**Objective:**
Give all of the lines again, with nothing added or dropped.

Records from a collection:
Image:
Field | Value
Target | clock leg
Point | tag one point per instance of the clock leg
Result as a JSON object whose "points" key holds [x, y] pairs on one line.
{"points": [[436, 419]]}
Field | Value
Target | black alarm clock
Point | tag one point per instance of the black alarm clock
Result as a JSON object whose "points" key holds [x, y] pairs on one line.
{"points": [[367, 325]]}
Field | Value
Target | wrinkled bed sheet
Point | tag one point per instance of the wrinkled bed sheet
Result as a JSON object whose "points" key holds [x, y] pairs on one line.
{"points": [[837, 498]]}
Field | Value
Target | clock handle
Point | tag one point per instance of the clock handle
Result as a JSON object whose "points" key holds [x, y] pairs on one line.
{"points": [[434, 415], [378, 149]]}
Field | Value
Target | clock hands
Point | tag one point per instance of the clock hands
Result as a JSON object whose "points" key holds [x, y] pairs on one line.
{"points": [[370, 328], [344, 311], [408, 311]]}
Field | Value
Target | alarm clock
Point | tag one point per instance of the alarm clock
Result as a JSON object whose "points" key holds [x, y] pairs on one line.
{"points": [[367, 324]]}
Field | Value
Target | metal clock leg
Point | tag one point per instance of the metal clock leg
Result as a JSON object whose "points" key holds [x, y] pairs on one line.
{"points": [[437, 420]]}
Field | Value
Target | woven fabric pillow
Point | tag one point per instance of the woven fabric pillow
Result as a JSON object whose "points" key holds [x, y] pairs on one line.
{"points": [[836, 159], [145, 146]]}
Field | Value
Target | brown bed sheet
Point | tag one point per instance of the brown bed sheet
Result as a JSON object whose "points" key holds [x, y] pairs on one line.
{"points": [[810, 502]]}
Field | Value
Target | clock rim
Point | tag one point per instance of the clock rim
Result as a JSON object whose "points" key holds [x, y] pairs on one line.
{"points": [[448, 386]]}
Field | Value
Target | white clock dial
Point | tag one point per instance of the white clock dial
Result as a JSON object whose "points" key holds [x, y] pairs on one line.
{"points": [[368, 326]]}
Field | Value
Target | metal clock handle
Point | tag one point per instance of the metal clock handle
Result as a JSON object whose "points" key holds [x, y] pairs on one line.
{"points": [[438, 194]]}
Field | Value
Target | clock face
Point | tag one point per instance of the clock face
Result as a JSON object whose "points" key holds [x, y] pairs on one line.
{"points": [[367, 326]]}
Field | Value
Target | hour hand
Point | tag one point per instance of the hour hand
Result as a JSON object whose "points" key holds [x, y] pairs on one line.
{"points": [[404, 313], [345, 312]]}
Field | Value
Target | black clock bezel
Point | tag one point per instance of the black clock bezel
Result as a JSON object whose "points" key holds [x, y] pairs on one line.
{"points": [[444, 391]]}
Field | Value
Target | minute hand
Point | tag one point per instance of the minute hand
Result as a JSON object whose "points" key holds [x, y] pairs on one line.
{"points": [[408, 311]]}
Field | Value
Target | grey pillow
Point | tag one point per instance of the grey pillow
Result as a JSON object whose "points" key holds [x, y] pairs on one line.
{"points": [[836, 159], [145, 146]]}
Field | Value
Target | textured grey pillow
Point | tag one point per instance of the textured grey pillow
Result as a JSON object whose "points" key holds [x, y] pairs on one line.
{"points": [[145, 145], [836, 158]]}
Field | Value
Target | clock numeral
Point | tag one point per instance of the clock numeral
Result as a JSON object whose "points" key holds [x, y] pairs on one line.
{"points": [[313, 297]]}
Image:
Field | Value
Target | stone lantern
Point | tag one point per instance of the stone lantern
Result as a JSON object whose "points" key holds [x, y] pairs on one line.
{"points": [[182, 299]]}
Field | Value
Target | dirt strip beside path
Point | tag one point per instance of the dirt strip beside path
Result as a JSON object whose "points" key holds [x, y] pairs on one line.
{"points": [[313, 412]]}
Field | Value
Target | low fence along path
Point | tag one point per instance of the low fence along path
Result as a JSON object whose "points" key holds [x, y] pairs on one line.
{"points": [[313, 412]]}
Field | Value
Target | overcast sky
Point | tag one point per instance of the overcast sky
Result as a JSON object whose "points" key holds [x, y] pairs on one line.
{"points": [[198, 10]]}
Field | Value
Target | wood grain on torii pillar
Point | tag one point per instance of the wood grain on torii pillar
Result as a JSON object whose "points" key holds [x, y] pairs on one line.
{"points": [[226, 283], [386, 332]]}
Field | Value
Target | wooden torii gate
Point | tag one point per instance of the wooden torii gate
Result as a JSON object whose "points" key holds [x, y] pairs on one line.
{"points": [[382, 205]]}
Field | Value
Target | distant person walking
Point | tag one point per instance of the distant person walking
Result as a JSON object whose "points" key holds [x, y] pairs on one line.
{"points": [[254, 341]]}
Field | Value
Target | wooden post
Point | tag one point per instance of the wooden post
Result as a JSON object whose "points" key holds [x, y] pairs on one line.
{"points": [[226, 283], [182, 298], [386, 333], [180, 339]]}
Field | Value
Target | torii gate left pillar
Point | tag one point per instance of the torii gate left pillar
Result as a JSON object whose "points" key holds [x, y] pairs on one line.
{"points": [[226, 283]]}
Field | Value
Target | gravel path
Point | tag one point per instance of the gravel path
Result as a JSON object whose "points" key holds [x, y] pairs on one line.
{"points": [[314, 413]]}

**In response:**
Image:
Field | Value
Target | clock leg
Point | tag one point per instance of the clock leg
Result as a JSON object whose "points" key holds [x, y] pairs on one line.
{"points": [[436, 419]]}
Field | Value
Target | black alarm clock
Point | tag one point per instance of the black alarm clock
Result as a JSON object whose "points" key holds [x, y] pairs on one line.
{"points": [[367, 325]]}
Field | Value
Target | wrinkled bed sheet
Point | tag one point per instance of the wrinkled bed sheet
Result as a JSON object whose "points" key holds [x, y] pairs on one line.
{"points": [[837, 498]]}
Field | Value
Target | clock handle
Point | tag one point per instance of the clock handle
Result as a JSON object whose "points" key holds [x, y] pairs on one line.
{"points": [[434, 415], [378, 149]]}
Field | Value
Target | clock hands
Point | tag one point per instance of the clock hands
Result as a JSON object whose "points" key holds [x, y] pairs on one line.
{"points": [[370, 328], [344, 311], [408, 311]]}
Field | Value
Target | alarm clock
Point | tag one point per instance of the alarm clock
Result as a JSON object whose "points" key holds [x, y] pairs on one line.
{"points": [[367, 324]]}
Field | Value
Target | metal clock leg
Point | tag one point per instance of the metal clock leg
Result as a JSON object whose "points" key holds [x, y] pairs on one line.
{"points": [[437, 420]]}
Field | Value
Target | woven fabric pillow
Point | tag one point per instance of the woven fabric pillow
Result as a JSON object whose "points" key holds [x, y] pairs on one line.
{"points": [[836, 159], [145, 146]]}
Field | Value
Target | brown bed sheet
Point | tag one point per instance of the brown bed sheet
Result as a JSON object whose "points" key holds [x, y] pairs on one line.
{"points": [[810, 502]]}
Field | Value
Target | clock rim
Point | tag one point per instance of the clock rim
Result as a JSON object whose "points" key holds [x, y] pairs on one line.
{"points": [[448, 386]]}
Field | Value
Target | white clock dial
Point | tag one point per instance of the white clock dial
Result as a JSON object whose "points" key holds [x, y] pairs on one line.
{"points": [[368, 326]]}
Field | Value
Target | metal clock handle
Point | tag one point per instance of the metal clock handle
Result as a JSON object whose "points" key holds [x, y] pairs on one line.
{"points": [[438, 194]]}
Field | Value
Target | clock face
Point | tag one point per instance of the clock face
Result as a JSON object whose "points" key holds [x, y] pairs on one line.
{"points": [[367, 326]]}
Field | Value
Target | hour hand
Point | tag one point per instance of the hour hand
Result as a JSON object whose "points" key holds [x, y] pairs on one line.
{"points": [[404, 313], [345, 312]]}
Field | Value
Target | black clock bezel
Point | tag one point per instance of the black clock bezel
Result as a JSON object whose "points" key holds [x, y] pairs on one line.
{"points": [[444, 391]]}
Field | Value
Target | minute hand
Point | tag one point per instance of the minute hand
Result as a JSON object whose "points" key holds [x, y] pairs on one line.
{"points": [[408, 311]]}
Field | Value
Target | grey pillow
Point | tag one point per instance of the grey pillow
Result as a JSON object whose "points" key holds [x, y] pairs on one line.
{"points": [[836, 159], [145, 146]]}
Field | Value
Target | textured grey pillow
Point | tag one point per instance of the textured grey pillow
Result as a JSON object whose "points" key holds [x, y] pairs on one line.
{"points": [[145, 145], [836, 158]]}
Field | Value
Target | clock numeral
Point | tag one point per instance of the clock numeral
Result as a JSON object whose "points" key holds [x, y] pairs on one line.
{"points": [[313, 297]]}
Image:
Field | Value
Target | stone lantern
Point | tag one point per instance of the stone lantern
Result as a JSON object whose "points" key holds [x, y] pairs on one line.
{"points": [[182, 299]]}
Field | Value
Target | dirt strip beside path
Point | tag one point per instance of the dirt strip beside path
Result as a JSON object whose "points" key holds [x, y] pairs on one line.
{"points": [[313, 412]]}
Field | Value
Target | low fence along path
Point | tag one point per instance of the low fence along path
Result as a JSON object whose "points" key holds [x, y] pairs on one line.
{"points": [[313, 412]]}
Field | Value
Target | overcast sky
Point | tag one point per instance of the overcast sky
Result as a JSON object whose "points" key holds [x, y] pairs on one line.
{"points": [[198, 10]]}
Field | Value
Target | wood grain on torii pillar
Point | tag one point per instance of the wood grain on torii pillar
Result as a JSON object whose "points" key holds [x, y] pairs on one line.
{"points": [[226, 283], [386, 332]]}
Field | Value
Target | wooden torii gate
Point | tag one point per instance of the wooden torii gate
Result as a JSON object whose "points" key holds [x, y] pairs on one line.
{"points": [[382, 205]]}
Field | Value
Target | distant person walking
Point | tag one point per instance of the distant person walking
Result as a JSON object whose "points" key holds [x, y] pairs on one line.
{"points": [[254, 341]]}
Field | Value
Target | wooden post
Point | tag one point per instance of the wooden post
Result as a JSON object whose "points" key holds [x, y] pairs on one line.
{"points": [[226, 283], [182, 298], [386, 333], [180, 339]]}
Field | Value
Target | torii gate left pillar
Point | tag one point per instance of the torii gate left pillar
Result as a JSON object whose "points" key holds [x, y] pairs on one line.
{"points": [[226, 283]]}
Field | Value
Target | gravel path
Point | tag one point per instance of the gravel path
Result as a JSON object whose "points" key holds [x, y] pairs on one line.
{"points": [[314, 413]]}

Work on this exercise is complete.